===== DATA SHOWN =====

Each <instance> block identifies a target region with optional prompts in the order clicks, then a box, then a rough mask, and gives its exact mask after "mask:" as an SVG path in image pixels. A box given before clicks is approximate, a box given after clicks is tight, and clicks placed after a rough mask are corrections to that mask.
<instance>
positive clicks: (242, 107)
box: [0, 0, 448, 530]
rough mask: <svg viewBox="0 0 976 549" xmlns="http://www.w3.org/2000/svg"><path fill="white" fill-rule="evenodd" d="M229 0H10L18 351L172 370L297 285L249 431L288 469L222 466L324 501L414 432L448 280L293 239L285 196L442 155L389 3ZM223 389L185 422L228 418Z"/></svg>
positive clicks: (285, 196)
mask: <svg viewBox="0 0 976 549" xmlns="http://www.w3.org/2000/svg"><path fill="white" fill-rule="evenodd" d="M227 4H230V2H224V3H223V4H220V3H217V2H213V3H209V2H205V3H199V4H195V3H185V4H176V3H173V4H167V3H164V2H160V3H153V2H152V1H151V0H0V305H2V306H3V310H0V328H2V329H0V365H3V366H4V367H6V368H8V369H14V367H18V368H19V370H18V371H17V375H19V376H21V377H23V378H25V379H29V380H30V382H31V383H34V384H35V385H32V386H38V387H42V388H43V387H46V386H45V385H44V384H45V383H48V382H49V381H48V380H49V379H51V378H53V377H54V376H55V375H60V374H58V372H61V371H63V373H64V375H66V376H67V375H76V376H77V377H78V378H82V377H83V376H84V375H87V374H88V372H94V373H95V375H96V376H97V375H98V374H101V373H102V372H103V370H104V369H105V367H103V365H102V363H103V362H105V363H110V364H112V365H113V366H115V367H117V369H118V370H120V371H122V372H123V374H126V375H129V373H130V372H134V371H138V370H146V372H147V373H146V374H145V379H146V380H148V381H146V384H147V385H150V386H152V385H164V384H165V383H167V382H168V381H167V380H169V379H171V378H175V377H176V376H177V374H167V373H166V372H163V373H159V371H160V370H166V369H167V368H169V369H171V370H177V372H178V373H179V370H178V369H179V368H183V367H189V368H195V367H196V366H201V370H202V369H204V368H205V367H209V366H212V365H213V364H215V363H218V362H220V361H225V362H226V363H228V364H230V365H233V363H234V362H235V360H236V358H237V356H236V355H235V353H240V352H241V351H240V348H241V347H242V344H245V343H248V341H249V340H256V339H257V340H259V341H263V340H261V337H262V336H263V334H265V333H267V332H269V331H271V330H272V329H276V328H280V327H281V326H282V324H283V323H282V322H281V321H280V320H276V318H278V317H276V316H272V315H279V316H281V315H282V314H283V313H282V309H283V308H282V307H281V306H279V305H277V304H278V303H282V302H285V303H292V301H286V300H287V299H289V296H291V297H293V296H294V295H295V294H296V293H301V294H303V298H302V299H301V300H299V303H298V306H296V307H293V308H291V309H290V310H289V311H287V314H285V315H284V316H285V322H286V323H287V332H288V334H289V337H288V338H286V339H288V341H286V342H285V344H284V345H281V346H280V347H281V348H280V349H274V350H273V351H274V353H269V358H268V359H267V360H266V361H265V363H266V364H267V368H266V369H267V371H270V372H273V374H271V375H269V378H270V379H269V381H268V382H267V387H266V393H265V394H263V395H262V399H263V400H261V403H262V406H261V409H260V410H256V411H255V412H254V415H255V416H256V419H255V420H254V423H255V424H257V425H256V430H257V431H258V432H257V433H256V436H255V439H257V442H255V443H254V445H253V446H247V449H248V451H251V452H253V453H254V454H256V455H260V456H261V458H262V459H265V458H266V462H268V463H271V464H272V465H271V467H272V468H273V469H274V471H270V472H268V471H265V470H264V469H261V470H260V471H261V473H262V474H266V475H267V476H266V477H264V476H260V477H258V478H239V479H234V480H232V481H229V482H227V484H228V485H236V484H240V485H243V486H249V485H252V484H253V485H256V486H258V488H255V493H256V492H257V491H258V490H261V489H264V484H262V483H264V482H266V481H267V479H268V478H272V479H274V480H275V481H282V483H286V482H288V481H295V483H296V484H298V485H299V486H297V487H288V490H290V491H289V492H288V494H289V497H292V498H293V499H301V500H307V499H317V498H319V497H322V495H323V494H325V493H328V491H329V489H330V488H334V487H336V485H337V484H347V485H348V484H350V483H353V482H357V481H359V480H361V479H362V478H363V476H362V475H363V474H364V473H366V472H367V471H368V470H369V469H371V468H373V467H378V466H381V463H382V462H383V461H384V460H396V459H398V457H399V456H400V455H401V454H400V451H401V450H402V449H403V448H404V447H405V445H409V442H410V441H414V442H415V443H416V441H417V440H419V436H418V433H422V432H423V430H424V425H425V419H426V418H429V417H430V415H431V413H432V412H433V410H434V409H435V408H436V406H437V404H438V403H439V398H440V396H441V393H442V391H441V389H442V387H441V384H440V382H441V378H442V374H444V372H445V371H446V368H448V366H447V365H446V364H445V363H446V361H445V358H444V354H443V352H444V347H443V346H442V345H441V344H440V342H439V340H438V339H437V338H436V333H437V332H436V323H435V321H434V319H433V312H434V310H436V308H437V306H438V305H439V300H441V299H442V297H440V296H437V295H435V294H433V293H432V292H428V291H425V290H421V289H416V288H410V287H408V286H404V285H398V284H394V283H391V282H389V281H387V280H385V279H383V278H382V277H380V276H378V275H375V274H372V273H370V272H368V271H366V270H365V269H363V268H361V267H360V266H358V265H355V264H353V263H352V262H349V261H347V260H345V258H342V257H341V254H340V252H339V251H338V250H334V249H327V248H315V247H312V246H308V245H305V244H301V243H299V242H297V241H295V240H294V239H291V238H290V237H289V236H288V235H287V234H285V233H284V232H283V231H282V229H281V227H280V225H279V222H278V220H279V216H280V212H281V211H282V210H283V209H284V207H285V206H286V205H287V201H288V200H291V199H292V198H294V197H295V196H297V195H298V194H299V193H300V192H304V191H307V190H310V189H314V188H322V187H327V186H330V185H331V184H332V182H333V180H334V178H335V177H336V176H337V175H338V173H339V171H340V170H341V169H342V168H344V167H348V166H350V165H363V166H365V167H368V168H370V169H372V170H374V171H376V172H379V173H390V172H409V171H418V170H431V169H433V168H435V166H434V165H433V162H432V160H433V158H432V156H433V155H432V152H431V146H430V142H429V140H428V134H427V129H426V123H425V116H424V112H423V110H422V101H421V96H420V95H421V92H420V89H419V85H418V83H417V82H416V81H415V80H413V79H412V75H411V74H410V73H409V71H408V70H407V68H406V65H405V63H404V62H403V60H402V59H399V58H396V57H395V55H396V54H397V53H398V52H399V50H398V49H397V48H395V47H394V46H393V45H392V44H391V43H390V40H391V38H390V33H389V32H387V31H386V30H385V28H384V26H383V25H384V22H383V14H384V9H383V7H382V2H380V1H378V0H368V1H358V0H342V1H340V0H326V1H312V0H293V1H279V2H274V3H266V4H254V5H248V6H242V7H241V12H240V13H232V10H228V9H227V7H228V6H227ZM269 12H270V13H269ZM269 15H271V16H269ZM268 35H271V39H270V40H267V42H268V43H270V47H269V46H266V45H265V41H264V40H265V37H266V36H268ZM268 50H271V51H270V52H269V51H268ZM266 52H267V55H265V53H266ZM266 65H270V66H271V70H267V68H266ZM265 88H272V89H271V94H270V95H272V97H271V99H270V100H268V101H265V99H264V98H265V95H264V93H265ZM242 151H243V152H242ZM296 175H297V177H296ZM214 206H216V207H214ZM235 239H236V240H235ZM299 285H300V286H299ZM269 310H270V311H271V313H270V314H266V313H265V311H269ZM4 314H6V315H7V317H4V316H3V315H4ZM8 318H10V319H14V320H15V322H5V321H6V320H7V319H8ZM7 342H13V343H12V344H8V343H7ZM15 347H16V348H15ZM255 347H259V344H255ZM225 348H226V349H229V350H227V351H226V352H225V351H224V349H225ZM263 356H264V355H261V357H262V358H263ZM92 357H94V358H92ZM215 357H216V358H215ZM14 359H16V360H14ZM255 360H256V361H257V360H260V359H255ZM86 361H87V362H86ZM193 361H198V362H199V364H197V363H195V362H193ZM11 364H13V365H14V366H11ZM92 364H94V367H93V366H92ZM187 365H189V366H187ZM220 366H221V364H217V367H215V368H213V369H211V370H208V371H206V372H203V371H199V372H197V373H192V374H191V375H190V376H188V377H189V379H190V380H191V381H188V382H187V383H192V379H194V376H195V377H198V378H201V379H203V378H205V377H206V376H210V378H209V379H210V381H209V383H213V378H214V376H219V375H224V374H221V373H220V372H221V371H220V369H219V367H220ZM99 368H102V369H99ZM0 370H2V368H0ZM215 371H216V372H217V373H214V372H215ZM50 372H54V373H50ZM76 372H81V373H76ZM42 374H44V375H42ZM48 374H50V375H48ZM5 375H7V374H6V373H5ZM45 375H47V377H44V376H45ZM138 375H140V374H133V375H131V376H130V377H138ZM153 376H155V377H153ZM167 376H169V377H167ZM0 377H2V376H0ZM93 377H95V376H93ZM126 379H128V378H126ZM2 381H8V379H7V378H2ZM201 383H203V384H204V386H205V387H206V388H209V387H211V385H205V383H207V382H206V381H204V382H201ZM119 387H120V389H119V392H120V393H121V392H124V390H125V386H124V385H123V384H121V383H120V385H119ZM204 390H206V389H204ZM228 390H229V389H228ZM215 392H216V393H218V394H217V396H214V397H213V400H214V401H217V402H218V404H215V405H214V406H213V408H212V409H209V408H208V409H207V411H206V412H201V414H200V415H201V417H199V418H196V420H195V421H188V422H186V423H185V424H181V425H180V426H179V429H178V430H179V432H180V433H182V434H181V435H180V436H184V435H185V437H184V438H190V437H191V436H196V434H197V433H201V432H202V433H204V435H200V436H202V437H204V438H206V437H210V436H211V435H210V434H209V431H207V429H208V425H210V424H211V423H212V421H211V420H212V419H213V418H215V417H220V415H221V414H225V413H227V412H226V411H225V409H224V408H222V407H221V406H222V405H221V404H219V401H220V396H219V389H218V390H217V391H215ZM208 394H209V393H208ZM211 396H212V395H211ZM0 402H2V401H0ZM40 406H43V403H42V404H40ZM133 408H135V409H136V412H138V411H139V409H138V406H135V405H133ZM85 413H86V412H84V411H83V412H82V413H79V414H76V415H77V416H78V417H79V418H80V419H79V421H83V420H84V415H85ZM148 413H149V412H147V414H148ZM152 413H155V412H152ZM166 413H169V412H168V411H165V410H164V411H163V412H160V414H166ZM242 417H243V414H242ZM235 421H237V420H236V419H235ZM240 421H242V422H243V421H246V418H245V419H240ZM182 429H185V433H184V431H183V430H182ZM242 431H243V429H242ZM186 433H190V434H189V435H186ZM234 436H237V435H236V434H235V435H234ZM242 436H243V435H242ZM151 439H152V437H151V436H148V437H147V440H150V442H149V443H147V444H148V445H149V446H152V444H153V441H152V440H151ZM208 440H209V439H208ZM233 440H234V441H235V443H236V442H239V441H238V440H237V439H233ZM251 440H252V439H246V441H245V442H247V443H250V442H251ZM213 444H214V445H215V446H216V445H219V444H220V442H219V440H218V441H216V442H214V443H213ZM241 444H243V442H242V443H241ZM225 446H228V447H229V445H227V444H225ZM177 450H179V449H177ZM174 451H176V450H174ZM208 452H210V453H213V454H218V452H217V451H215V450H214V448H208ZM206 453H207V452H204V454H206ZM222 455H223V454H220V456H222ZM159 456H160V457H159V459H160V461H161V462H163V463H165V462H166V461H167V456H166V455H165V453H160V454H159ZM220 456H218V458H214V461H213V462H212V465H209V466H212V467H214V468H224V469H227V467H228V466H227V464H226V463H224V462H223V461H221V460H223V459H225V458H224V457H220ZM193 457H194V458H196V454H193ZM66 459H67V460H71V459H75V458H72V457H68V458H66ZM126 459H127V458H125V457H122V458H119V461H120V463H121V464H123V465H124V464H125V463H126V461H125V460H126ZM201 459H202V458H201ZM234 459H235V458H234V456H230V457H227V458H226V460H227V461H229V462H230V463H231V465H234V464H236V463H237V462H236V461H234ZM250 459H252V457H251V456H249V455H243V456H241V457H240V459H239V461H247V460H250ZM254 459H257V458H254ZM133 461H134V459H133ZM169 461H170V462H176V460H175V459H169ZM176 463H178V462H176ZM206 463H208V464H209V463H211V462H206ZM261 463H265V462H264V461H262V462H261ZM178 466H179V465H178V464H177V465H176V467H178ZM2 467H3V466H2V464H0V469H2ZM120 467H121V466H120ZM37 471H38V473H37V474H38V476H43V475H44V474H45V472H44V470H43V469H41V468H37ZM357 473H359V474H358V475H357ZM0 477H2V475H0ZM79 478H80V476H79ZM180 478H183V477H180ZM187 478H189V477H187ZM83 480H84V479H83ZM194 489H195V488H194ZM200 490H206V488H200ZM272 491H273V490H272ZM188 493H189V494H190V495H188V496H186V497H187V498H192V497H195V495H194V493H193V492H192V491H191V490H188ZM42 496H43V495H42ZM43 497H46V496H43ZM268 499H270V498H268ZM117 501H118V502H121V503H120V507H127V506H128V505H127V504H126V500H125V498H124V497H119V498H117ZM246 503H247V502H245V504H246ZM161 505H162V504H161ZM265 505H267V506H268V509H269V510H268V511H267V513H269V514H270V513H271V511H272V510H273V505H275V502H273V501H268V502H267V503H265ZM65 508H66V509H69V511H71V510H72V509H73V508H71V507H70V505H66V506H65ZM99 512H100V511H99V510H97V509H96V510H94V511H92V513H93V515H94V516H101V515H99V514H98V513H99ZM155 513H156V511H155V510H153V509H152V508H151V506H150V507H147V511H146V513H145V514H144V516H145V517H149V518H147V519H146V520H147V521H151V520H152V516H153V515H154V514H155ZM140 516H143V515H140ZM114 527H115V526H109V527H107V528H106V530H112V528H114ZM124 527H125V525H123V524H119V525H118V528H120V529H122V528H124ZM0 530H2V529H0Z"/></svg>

=====

INSTRUCTIONS TO FOLLOW -
Could you retype the lines from the very start of the stored dataset entries through the line containing "box: [0, 0, 448, 530]", both ends included?

WRITTEN ANSWER -
Each <instance> block identifies a target region with optional prompts in the order clicks, then a box, then a rough mask, and gives its exact mask after "mask:" as an SVG path in image pixels. A box given before clicks is approximate, a box given after clicks is tight, and clicks placed after a rough mask are corrections to that mask.
<instance>
positive clicks: (242, 107)
box: [0, 0, 448, 530]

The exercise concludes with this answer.